### Blocco di testo

ROMA - Rientrato in
Vaticano dopo l’impegnativo viaggio in Kazakhstan e Armenia, il Papa si
è trovato subito alle prese con il Sinodo dei Vescovi. Il viaggio
in Asia è stato caratterizzato non solo dall’incontro con le popolazioni
a cui ha fatto visita, con significativi riconoscimenti al martirio subìto
dagli Armeni e gesti importanti sul piano ecumenico, ma dagli echi provenienti
dalla situazione internazionale, dopo l’attacco terroristico agli Stati
Uniti.
Il Papa è tornato
più volte, nei discorsi tenuti durante il viaggio, alla necessità
di distinguere il terrorismo, con le sue radici sociali e culturali e la
sua logica aberrante di morte, dal fenomeno più ampio della religione
e della cultura islamica, chiamata, come le altre grandi religioni monoteistiche,
alla pace e al dialogo.
Lo svolgimento del
sinodo riporta il Pontefice ad una dimensione più “interna” alla
vita della Chiesa Cattolica. A questo sinodo, dedicato alla figura del
Vescovo nella Chiesa, il Papa ha voluto suggerire una speciale angolazione:
il ministero del Vangelo (e dell’evangelizzazione) per la speranza del
mondo. L’annuncio del vangelo, come compito specifico dei Vescovi, è
finalizzato ad offrire un contributo specifico di speranza al mondo.
Lo “strumento di lavoro”
distribuito ai Padri sinodali, e già frutto di una consultazione
richiesta dai “Lineamenta” iniziali, presenta una robusta ed articolata
riflessione sul ministero episcopale, sviluppata alla luce della “ecclesiologia
di comunione” del Concilio Vaticano II.

######
### Contenuto del dataset

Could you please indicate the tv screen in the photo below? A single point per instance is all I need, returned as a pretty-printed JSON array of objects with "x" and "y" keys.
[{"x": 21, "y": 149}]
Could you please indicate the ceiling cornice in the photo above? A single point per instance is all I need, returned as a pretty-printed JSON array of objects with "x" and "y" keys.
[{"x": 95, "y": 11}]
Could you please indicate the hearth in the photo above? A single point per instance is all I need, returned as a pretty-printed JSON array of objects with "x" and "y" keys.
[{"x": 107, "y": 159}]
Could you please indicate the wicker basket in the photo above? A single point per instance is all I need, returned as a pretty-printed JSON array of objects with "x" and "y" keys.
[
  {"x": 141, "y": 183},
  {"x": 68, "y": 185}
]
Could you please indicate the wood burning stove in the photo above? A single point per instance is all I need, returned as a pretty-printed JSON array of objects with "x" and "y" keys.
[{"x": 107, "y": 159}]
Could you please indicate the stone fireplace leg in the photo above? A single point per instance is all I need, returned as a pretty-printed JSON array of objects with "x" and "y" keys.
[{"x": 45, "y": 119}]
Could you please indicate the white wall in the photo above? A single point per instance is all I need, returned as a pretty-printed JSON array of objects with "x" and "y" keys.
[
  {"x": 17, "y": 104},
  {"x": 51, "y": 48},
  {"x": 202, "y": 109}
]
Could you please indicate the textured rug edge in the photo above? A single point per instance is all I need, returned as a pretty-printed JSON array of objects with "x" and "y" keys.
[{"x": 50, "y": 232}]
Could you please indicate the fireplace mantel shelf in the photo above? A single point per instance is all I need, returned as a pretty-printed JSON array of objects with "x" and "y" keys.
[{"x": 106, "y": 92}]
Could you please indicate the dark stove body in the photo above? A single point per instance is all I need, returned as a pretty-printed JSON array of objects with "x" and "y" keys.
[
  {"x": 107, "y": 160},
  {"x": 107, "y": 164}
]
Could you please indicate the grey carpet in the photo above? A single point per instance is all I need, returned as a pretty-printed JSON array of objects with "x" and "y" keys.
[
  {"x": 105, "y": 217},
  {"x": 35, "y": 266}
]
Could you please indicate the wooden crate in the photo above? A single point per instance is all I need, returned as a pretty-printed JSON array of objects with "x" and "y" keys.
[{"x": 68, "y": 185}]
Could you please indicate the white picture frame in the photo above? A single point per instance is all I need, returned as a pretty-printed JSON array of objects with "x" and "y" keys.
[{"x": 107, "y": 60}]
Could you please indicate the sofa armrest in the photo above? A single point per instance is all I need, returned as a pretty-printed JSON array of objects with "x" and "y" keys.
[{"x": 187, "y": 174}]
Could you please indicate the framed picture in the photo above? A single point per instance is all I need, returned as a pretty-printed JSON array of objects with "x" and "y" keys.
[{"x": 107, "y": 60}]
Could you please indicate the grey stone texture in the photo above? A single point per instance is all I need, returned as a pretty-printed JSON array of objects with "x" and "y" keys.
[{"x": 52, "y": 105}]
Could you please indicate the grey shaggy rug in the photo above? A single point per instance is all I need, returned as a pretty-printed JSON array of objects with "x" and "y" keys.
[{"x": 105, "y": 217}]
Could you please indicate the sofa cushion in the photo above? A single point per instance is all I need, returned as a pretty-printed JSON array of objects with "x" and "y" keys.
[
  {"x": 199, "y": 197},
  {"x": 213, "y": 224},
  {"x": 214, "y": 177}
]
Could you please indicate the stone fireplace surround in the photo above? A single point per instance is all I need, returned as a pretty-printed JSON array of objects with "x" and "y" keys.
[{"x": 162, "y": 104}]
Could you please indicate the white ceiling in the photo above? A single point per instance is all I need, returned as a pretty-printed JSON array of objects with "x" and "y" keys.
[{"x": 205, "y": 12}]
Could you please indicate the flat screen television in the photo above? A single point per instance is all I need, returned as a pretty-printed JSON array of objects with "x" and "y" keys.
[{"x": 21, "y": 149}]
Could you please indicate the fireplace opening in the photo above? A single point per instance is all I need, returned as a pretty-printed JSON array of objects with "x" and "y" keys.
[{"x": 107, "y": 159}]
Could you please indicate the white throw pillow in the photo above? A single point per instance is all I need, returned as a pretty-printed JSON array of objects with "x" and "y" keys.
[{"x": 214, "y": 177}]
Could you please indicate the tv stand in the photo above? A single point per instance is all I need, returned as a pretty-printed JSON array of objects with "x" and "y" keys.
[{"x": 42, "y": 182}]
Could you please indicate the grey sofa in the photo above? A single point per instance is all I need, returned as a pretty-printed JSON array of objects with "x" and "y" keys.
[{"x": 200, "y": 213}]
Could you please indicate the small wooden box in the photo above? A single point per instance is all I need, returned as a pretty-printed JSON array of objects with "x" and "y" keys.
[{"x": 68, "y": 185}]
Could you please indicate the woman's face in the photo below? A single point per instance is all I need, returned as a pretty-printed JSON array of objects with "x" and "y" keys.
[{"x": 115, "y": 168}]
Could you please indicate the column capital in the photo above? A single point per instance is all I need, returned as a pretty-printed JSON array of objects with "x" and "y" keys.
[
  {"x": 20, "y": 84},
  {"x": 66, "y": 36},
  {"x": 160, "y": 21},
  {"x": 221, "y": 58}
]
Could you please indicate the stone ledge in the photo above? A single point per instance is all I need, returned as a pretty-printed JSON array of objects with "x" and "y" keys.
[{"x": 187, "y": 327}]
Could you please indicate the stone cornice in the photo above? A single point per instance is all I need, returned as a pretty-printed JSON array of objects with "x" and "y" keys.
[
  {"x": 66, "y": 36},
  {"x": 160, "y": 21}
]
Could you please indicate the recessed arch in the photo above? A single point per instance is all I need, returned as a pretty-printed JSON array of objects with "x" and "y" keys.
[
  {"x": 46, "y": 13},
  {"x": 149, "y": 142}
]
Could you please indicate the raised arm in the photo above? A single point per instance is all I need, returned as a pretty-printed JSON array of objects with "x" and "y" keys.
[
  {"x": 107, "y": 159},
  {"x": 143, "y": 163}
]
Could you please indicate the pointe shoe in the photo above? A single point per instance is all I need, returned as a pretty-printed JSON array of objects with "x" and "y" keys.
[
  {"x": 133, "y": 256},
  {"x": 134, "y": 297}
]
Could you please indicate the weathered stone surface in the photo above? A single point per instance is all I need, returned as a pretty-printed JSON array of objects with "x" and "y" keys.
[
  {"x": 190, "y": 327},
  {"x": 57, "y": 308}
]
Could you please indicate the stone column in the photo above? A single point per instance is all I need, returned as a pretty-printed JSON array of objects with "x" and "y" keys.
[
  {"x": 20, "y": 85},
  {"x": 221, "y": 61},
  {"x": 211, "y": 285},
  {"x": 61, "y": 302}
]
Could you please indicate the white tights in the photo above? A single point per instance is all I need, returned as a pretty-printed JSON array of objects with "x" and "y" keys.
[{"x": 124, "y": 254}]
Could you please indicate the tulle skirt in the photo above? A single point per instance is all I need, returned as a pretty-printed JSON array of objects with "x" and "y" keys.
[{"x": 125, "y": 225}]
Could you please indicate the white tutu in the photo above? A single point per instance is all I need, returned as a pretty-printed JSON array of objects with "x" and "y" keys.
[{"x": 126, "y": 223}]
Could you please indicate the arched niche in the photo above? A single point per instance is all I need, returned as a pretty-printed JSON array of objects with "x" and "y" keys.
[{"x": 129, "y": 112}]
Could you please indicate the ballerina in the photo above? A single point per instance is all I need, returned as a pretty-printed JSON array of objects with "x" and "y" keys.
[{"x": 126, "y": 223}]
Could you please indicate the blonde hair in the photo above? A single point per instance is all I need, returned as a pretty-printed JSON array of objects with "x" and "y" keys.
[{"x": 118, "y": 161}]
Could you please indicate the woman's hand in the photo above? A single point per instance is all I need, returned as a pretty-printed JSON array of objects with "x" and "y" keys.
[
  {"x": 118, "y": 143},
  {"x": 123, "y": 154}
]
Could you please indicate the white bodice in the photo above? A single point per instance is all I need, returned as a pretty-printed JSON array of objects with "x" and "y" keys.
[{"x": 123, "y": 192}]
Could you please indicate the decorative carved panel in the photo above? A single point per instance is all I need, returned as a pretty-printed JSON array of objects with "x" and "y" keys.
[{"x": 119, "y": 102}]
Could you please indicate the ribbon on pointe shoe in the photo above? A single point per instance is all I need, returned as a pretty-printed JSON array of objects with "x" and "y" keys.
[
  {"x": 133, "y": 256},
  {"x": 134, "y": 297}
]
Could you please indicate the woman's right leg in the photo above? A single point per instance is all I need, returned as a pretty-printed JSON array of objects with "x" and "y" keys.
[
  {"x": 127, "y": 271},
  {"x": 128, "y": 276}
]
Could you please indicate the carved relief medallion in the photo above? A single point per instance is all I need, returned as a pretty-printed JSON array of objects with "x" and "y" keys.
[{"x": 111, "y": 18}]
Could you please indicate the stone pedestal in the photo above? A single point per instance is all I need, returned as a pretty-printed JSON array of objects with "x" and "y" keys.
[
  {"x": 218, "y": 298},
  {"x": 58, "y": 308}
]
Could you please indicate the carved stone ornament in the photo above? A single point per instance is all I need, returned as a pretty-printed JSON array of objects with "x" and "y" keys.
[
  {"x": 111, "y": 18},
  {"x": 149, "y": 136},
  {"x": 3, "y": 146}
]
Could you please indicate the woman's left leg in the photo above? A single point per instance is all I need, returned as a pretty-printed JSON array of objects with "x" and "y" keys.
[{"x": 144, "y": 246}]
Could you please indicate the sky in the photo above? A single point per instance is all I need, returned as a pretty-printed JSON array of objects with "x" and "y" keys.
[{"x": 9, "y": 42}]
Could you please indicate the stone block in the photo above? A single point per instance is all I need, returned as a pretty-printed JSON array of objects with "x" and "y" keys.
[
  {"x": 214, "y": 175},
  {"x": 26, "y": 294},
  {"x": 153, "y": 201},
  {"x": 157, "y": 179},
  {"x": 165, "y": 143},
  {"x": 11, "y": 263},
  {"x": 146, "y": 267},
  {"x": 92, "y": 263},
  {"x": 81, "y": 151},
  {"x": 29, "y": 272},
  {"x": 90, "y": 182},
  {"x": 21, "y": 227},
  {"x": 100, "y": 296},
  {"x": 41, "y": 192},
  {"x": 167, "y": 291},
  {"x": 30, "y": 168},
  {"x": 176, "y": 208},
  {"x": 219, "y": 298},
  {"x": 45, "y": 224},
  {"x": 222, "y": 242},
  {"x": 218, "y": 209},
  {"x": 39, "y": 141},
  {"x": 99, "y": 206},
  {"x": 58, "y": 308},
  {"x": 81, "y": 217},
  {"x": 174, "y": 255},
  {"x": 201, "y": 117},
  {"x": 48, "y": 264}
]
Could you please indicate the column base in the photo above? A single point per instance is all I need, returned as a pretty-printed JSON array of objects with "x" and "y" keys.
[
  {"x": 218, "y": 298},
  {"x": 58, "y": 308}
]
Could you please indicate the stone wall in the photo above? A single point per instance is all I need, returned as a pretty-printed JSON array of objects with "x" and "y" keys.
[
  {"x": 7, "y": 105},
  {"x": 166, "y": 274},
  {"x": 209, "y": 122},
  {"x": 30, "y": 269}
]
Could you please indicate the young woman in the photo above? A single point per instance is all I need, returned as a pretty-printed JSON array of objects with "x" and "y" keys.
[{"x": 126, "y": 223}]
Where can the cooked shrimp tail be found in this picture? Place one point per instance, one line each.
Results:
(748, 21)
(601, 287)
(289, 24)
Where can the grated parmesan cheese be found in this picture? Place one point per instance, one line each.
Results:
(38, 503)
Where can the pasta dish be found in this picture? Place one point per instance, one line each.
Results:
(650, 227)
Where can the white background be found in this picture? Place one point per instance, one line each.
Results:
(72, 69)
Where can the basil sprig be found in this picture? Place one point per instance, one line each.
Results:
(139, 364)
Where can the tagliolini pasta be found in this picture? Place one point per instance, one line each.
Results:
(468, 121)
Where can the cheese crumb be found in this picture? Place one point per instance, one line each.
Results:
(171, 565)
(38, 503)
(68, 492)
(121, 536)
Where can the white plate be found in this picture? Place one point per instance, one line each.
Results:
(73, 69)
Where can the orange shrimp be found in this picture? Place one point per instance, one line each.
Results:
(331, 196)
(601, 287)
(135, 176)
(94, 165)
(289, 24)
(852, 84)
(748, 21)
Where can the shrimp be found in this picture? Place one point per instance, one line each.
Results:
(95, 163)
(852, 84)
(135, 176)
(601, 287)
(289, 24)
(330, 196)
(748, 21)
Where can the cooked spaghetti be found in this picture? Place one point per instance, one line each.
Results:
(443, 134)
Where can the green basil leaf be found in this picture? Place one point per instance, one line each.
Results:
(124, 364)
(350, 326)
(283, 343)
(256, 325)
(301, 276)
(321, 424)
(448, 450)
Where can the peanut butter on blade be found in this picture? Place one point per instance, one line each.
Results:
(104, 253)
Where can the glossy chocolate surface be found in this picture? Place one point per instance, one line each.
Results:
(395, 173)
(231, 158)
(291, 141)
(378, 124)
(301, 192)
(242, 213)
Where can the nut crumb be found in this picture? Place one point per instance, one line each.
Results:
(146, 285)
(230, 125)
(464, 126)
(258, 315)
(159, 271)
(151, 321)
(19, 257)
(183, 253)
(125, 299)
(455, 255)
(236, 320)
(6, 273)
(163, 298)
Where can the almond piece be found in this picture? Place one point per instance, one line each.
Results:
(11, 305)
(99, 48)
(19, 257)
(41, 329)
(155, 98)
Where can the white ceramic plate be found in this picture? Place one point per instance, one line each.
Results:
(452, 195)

######

→ **Consegne**
1: Per favore, riporta fedelmente il passo dell'articolo sul viaggio del Papa che si apre con le parole contenenti "Il Papa è tornato" e si chiude con "speranza al mondo.".
2: Riscrivi in forma più breve il paragrafo dell'articolo sul viaggio del Papa che inizia con "Il Papa è tornato più volte", conservandone i fatti principali.
L'elenco proviene da un'altra fonte.

→ **Risposte per consegna**
1:
Il Papa è tornato
più volte, nei discorsi tenuti durante il viaggio, alla necessità
di distinguere il terrorismo, con le sue radici sociali e culturali e la
sua logica aberrante di morte, dal fenomeno più ampio della religione
e della cultura islamica, chiamata, come le altre grandi religioni monoteistiche,
alla pace e al dialogo.
Lo svolgimento del
sinodo riporta il Pontefice ad una dimensione più “interna” alla
vita della Chiesa Cattolica. A questo sinodo, dedicato alla figura del
Vescovo nella Chiesa, il Papa ha voluto suggerire una speciale angolazione:
il ministero del Vangelo (e dell’evangelizzazione) per la speranza del
mondo. L’annuncio del vangelo, come compito specifico dei Vescovi, è
finalizzato ad offrire un contributo specifico di speranza al mondo.

2: Nei discorsi del viaggio il Papa ha più volte ribadito che il terrorismo, con le sue radici sociali e culturali e la sua logica di morte, va distinto dalla religione e dalla cultura islamica. Questa, come le altre grandi religioni monoteistiche, è chiamata alla pace e al dialogo.